WHAT THE TASK ASKS: Please output the lines shown below exactly as they appear.

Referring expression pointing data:

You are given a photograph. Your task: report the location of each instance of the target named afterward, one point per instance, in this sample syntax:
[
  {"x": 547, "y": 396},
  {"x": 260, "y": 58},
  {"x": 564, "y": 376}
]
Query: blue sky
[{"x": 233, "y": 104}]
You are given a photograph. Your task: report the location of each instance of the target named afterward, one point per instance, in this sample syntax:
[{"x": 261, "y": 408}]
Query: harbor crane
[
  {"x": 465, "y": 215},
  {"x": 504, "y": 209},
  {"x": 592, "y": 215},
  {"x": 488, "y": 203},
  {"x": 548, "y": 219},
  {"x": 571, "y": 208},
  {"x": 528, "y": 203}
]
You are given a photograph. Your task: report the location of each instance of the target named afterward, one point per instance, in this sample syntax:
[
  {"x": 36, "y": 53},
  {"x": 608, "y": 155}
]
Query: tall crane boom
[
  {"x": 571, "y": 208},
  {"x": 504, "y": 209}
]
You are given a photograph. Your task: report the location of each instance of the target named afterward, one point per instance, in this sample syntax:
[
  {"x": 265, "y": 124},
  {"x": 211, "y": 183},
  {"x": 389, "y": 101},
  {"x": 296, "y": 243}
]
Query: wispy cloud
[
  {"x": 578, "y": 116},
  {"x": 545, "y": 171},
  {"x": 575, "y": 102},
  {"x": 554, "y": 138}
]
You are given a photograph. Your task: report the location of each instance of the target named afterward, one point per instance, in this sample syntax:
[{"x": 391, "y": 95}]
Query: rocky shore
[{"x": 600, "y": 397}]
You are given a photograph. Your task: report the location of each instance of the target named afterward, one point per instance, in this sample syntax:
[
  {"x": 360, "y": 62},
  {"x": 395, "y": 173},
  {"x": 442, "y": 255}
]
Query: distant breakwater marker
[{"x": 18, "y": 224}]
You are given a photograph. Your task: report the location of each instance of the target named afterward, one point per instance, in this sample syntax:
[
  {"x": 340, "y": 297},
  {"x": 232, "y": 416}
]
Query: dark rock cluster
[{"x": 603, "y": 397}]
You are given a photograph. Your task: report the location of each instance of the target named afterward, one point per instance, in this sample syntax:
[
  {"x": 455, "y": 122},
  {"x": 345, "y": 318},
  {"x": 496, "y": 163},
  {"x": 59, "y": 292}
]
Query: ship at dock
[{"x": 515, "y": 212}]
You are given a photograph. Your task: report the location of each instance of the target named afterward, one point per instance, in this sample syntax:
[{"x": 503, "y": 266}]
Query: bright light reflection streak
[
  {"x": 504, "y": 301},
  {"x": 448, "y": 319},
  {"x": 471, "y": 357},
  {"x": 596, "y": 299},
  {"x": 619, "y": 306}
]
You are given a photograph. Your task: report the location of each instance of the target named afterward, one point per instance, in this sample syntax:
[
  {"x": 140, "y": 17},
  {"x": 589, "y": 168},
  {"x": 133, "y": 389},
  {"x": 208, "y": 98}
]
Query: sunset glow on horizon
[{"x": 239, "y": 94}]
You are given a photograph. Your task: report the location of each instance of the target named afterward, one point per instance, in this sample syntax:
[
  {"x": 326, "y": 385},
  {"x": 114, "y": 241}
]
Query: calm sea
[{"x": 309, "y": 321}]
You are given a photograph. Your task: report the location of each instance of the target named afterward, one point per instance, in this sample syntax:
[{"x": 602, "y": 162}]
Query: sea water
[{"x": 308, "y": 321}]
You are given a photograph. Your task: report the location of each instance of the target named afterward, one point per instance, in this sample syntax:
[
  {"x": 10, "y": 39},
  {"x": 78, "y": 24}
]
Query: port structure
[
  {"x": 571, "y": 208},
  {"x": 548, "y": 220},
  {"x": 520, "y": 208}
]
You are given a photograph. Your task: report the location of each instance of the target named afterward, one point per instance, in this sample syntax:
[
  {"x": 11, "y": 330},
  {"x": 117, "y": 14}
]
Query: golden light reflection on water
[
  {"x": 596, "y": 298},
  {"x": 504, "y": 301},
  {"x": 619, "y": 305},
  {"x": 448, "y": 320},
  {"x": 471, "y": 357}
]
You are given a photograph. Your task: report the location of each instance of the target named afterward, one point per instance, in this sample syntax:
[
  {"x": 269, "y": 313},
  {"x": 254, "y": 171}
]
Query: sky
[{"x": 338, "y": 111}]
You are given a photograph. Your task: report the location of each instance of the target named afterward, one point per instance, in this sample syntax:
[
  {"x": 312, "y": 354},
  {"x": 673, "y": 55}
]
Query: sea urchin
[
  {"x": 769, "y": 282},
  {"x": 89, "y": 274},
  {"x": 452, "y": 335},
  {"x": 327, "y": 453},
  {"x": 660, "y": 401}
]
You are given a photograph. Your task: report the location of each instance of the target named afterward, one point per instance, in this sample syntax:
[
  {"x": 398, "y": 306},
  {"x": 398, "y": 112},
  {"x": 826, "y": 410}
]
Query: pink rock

EXERCISE OUTPUT:
You are given a photograph. Your task: report the location of each instance of the target named afterward, one point per instance, in this sample syntax:
[
  {"x": 547, "y": 396},
  {"x": 260, "y": 58},
  {"x": 564, "y": 376}
]
Query: blue sky
[{"x": 233, "y": 104}]
You are given a photograph. Your task: report the location of each instance of the target named afterward, one point per instance, in this sample syntax:
[{"x": 261, "y": 408}]
Query: harbor crane
[
  {"x": 465, "y": 215},
  {"x": 504, "y": 209},
  {"x": 592, "y": 215},
  {"x": 488, "y": 203},
  {"x": 548, "y": 219},
  {"x": 571, "y": 208},
  {"x": 528, "y": 203}
]
You are given a photograph. Your task: report the location of each instance of the target named afterward, one point per instance, in this sample syntax:
[
  {"x": 36, "y": 53},
  {"x": 608, "y": 155}
]
Query: tall crane boom
[
  {"x": 571, "y": 208},
  {"x": 504, "y": 209}
]
You are given a photograph. Your task: report the location of each instance of the target named afterward, one point per instance, in this sample syntax:
[
  {"x": 265, "y": 124},
  {"x": 211, "y": 183},
  {"x": 389, "y": 101},
  {"x": 296, "y": 243}
]
Query: wispy cloud
[
  {"x": 578, "y": 116},
  {"x": 545, "y": 171},
  {"x": 575, "y": 102},
  {"x": 554, "y": 138}
]
You are given a photograph. Your task: report the location of each instance of the target named afterward, one point per instance, in this sample syntax:
[{"x": 391, "y": 95}]
Query: rocky shore
[{"x": 600, "y": 397}]
You are given a photograph. Your task: report the location of each instance of the target named afterward, one point per instance, in this sample syntax:
[
  {"x": 360, "y": 62},
  {"x": 395, "y": 173},
  {"x": 442, "y": 255}
]
Query: distant breakwater marker
[{"x": 18, "y": 224}]
You are given a photograph. Your task: report the location of each instance of the target named afterward, one point per instance, in this sample syntax:
[
  {"x": 340, "y": 297},
  {"x": 232, "y": 416}
]
Query: dark rock cluster
[{"x": 603, "y": 397}]
You are given a photograph. Your task: report the location of each instance of the target named afterward, one point per instance, in this sample syntax:
[
  {"x": 455, "y": 122},
  {"x": 345, "y": 318},
  {"x": 496, "y": 163},
  {"x": 59, "y": 292}
]
Query: ship at dock
[{"x": 515, "y": 212}]
You are given a photograph. Your task: report the location of each instance of the target named afterward, one point per instance, in this sample syntax:
[{"x": 503, "y": 266}]
Query: bright light reflection streak
[
  {"x": 504, "y": 301},
  {"x": 448, "y": 319},
  {"x": 471, "y": 357},
  {"x": 596, "y": 299},
  {"x": 619, "y": 306}
]
You are given a photograph. Your task: report the location of each instance of the target named afterward, one point per instance, in this sample syntax:
[
  {"x": 140, "y": 17},
  {"x": 589, "y": 168},
  {"x": 133, "y": 389},
  {"x": 208, "y": 98}
]
Query: sunset glow on horizon
[{"x": 239, "y": 94}]
You are given a photograph. Your task: report the location of each instance of the target named afterward, one point per instance, in this sample syntax:
[
  {"x": 326, "y": 385},
  {"x": 114, "y": 241}
]
Query: calm sea
[{"x": 309, "y": 321}]
You are given a photograph. Your task: report the location of each instance of the target named afterward, one point per instance, in this sample syntax:
[{"x": 602, "y": 162}]
Query: sea water
[{"x": 308, "y": 321}]
You are given a photograph. Your task: report the location of each instance of the target named afterward, one point per instance, in this sample syntax:
[
  {"x": 10, "y": 39},
  {"x": 78, "y": 24}
]
Query: port structure
[
  {"x": 571, "y": 208},
  {"x": 548, "y": 220},
  {"x": 520, "y": 208}
]
You are given a photograph. Your task: report the location of each instance of the target named afterward, one point per instance, in this sample syntax:
[
  {"x": 11, "y": 330},
  {"x": 117, "y": 14}
]
Query: golden light reflection on water
[
  {"x": 596, "y": 298},
  {"x": 504, "y": 301},
  {"x": 619, "y": 305},
  {"x": 448, "y": 320},
  {"x": 471, "y": 357}
]
You are given a photograph. Your task: report the location of each instance of the target named afterward, one point per instance, in this sample syntax:
[
  {"x": 269, "y": 313},
  {"x": 254, "y": 171}
]
Query: sky
[{"x": 338, "y": 111}]
You are given a photograph. Your task: report the location of each instance of the target named afterward, one point per instance, in this sample syntax:
[
  {"x": 312, "y": 354},
  {"x": 673, "y": 55}
]
Query: sea urchin
[
  {"x": 769, "y": 282},
  {"x": 89, "y": 274},
  {"x": 452, "y": 335},
  {"x": 327, "y": 453},
  {"x": 660, "y": 401}
]
You are given a photograph. Your task: report the location of each instance of the target named afterward, one point per instance, in this sample syntax:
[
  {"x": 398, "y": 306},
  {"x": 398, "y": 112},
  {"x": 826, "y": 410}
]
Query: pink rock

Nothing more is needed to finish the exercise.